Exercise: Take the data below and copy exactly the lines starting at the one with "Target = tree" and finishing at the one with "Target = chimney", both included.

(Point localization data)
* * * *

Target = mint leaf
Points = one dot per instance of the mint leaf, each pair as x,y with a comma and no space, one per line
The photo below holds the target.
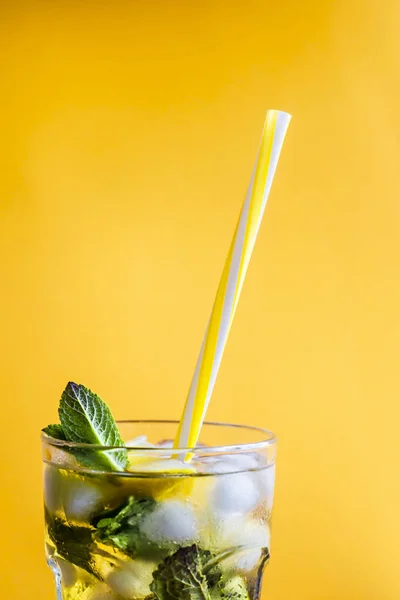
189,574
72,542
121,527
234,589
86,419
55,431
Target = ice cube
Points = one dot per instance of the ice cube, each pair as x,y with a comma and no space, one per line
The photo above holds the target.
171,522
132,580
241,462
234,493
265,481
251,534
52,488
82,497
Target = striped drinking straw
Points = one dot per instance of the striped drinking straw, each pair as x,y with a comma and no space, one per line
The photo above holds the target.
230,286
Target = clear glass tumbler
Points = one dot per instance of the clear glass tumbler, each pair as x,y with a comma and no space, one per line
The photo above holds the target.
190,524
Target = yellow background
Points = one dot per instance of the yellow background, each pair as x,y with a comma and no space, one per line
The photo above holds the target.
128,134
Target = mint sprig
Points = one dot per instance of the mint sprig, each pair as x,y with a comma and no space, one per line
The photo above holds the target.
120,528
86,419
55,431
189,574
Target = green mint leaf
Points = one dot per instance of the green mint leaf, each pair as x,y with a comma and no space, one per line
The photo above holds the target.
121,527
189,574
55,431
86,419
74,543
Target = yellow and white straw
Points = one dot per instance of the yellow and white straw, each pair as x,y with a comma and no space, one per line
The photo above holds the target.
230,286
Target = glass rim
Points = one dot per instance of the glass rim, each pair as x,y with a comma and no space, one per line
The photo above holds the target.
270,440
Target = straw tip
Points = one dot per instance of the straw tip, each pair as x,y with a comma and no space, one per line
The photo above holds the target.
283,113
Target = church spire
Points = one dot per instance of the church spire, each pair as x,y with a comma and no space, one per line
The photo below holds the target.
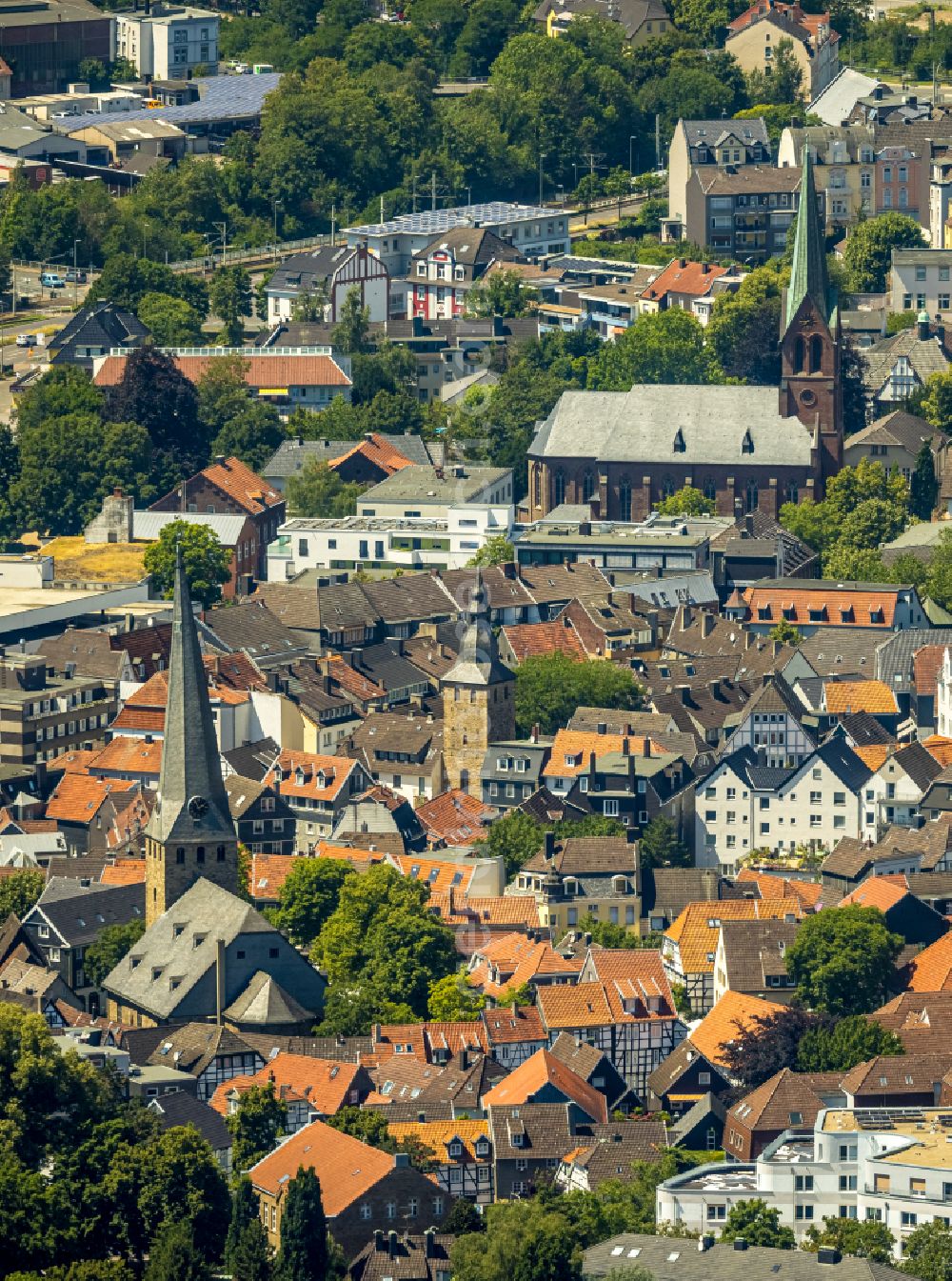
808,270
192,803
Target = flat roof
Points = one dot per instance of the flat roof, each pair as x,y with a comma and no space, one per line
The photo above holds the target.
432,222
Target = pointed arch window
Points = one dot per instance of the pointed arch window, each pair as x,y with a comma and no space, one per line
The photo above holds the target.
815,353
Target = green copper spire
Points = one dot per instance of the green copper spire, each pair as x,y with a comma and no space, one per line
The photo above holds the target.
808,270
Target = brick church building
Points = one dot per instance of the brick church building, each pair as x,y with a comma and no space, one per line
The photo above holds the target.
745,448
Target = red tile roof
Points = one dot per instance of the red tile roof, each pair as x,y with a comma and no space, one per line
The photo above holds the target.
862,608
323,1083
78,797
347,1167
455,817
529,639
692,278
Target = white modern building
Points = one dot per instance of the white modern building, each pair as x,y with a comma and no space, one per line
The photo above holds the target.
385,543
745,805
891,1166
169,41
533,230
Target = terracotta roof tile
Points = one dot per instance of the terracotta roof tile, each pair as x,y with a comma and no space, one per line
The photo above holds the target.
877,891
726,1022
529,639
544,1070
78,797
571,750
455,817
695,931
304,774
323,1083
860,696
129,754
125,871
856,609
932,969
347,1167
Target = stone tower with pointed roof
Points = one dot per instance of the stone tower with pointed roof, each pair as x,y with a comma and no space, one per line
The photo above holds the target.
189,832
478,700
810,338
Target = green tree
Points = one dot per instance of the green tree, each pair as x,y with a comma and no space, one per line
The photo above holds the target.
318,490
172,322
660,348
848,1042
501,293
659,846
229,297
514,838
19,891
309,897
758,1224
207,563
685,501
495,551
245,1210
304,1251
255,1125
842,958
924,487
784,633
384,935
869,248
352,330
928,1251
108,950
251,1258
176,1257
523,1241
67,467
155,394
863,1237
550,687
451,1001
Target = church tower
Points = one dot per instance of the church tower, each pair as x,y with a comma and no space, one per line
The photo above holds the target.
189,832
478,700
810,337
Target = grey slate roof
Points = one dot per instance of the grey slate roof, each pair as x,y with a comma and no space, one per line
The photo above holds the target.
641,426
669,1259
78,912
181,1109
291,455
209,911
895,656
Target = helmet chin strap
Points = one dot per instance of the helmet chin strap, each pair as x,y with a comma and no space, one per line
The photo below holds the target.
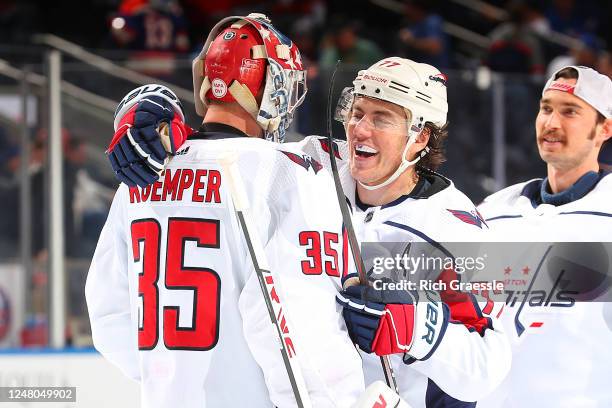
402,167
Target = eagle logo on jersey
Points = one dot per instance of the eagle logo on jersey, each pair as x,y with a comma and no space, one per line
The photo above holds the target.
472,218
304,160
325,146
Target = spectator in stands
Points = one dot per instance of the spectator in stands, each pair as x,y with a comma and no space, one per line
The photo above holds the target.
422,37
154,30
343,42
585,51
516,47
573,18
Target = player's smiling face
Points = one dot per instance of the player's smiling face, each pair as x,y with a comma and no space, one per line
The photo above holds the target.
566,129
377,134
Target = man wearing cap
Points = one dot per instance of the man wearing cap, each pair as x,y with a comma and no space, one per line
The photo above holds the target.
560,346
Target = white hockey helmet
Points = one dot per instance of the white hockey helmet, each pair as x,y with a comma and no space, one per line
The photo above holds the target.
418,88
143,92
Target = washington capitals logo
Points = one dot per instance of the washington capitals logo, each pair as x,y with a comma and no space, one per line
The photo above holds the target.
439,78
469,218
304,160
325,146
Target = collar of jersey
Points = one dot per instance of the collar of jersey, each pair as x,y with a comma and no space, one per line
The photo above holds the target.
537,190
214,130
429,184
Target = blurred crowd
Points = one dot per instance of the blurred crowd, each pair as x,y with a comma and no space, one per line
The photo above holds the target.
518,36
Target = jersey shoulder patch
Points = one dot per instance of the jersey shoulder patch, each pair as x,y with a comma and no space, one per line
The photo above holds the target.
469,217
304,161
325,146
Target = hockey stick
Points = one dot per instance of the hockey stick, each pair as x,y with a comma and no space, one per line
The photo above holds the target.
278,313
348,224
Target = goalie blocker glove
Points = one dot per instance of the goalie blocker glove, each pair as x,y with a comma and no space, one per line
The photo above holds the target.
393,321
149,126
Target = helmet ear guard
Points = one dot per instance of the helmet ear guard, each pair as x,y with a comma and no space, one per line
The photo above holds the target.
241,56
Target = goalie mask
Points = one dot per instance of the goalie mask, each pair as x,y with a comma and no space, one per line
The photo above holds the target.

* * * *

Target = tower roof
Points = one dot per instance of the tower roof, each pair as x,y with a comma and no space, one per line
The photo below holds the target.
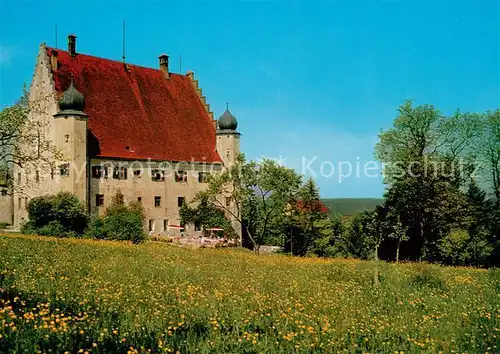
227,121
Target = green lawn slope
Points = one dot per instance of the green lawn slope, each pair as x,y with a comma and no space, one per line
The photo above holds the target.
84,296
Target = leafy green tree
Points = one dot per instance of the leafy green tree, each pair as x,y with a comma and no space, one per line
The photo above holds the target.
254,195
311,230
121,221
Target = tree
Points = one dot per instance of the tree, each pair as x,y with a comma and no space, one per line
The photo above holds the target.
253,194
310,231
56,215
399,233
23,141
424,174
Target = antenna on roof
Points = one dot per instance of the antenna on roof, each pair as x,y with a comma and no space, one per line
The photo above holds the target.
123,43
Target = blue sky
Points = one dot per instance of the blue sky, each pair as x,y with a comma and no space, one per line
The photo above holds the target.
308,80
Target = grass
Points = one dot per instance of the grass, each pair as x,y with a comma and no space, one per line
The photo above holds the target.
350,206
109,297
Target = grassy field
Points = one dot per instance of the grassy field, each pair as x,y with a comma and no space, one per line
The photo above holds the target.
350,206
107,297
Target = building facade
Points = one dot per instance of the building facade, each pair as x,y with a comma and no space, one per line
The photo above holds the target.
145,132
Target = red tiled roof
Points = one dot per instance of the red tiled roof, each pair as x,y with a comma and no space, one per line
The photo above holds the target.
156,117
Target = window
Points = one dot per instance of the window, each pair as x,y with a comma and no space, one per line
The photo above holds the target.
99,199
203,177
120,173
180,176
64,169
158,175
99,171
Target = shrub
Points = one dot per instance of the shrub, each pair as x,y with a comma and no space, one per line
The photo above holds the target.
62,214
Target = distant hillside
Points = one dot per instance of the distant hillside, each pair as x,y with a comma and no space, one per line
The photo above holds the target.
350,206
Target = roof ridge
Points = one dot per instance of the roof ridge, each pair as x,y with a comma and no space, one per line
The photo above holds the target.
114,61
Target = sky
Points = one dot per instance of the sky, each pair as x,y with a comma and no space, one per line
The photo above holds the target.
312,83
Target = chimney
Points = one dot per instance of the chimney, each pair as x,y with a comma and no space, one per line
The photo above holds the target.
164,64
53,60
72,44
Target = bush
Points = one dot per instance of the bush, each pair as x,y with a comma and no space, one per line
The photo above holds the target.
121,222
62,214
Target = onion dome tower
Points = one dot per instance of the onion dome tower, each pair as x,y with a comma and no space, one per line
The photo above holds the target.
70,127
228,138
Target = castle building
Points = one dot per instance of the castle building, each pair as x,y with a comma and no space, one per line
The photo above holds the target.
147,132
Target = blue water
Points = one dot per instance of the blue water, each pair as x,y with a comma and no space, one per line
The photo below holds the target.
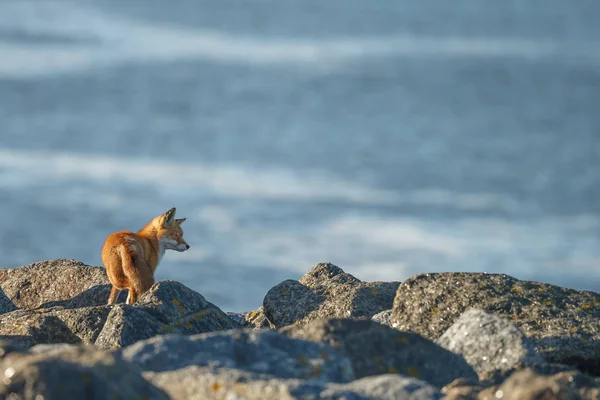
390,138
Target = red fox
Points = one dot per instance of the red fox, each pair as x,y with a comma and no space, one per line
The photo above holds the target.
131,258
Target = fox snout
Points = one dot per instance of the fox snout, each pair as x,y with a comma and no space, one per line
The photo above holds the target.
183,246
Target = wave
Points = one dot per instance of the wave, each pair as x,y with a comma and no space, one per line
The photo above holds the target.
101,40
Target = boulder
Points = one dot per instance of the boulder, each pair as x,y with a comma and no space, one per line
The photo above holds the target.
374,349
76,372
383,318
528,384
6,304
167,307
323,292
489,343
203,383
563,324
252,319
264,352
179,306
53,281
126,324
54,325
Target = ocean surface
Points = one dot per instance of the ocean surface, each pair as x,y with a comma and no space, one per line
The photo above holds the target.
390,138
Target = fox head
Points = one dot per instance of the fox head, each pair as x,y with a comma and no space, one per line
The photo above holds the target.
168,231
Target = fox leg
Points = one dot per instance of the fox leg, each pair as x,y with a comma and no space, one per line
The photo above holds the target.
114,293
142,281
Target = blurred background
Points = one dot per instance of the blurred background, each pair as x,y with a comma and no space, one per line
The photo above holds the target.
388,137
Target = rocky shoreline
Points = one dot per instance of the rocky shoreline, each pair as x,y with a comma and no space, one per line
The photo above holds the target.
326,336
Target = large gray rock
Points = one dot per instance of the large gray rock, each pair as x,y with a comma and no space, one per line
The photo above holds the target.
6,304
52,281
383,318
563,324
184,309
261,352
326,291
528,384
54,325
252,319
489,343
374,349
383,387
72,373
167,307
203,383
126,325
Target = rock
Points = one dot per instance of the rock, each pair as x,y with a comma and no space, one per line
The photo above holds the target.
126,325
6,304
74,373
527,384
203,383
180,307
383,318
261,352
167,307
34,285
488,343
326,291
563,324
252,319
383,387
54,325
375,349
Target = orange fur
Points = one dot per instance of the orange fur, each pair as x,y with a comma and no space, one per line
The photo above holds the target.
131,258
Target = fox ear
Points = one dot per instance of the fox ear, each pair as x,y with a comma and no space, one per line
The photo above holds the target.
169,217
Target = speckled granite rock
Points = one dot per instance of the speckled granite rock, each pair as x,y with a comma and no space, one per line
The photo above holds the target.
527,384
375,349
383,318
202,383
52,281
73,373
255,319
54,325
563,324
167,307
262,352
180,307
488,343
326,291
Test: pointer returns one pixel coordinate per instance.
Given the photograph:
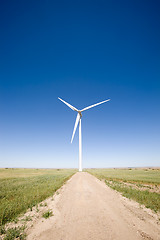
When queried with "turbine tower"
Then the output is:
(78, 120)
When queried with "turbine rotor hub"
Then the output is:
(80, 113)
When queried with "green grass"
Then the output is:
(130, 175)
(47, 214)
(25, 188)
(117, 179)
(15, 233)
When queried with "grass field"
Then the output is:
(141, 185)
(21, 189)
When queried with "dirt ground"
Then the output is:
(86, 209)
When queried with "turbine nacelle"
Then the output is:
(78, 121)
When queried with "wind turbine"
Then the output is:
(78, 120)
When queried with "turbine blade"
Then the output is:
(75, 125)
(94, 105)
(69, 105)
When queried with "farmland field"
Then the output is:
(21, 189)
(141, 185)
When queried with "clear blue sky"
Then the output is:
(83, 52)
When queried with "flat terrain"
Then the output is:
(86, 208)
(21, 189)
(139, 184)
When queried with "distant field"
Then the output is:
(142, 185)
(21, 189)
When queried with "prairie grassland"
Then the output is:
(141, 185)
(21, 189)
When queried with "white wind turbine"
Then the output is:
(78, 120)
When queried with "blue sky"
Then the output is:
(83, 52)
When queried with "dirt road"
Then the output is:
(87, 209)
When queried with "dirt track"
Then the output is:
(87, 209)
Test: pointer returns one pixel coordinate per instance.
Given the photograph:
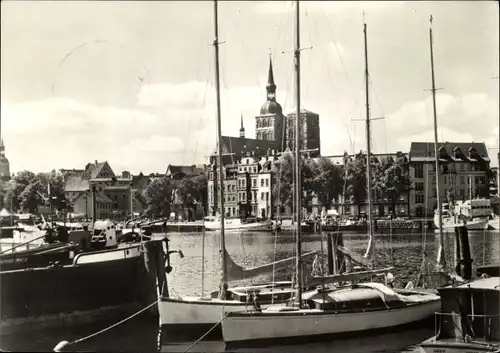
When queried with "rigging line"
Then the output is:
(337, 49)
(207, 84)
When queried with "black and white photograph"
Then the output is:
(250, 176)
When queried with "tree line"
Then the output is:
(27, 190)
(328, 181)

* * * *

Your response:
Target = tree
Points = one dot per instance of the tree, each pair as x,y with a comma and no space, one per line
The photo above holds the target.
253,194
310,231
56,215
399,233
23,141
424,174
Target = antenna on roof
Points = one dot per instance of the antenna on roof, each pair as x,y with a comma and no space, one per line
The photo above holds the target.
123,43
Target = blue sky
Points = one dot per instance of the blue sky, each pair as x,y with a comma and no space, one per line
The photo above holds the target.
308,80
Target = grass
Points = one dot per instance of the grass, each pair as x,y with a comma and no space, one per line
The photo above holds the target.
350,206
109,297
Target = grassy field
Points = one dot per instance of the grassy field, each pair as x,y with a comma and no space, one per line
The photo above holds the target.
350,206
107,297
Target = building facade
Points = one dot per instance of the building facade, each pair as x,y with a comma and no space, one per line
The photo above holds the target.
145,132
Target = red tiled roof
Points = one dot per instance of the red tiled roof, each pair as x,y with a comma and no space, one per line
The photo above holds the target.
156,117
Target = window
Points = one dot per instance of the window, each pair as x,y with a comma and no space, one per line
The photo above holds the target.
99,199
203,177
120,173
180,176
64,169
158,175
99,171
Target = shrub
Points = one dot per instance of the shrub, each pair as x,y with a comma and no space, one per line
The photo above holds the target.
62,214
Target = distant hillside
Points = one dot per instance of the distant hillside, each pair as x,y with a comma and no space, one per line
The photo above holds the target.
350,206
Target = roof ridge
Points = one dot per instance of the roof ridge, each pair as x,y with a comma and no space, one per line
The photo above holds the target.
114,61
Target = sky
Points = one dot per instance of the sky, each pair as x,y with a comma and no space, one per line
The photo above holds the target.
312,83
Target = chimney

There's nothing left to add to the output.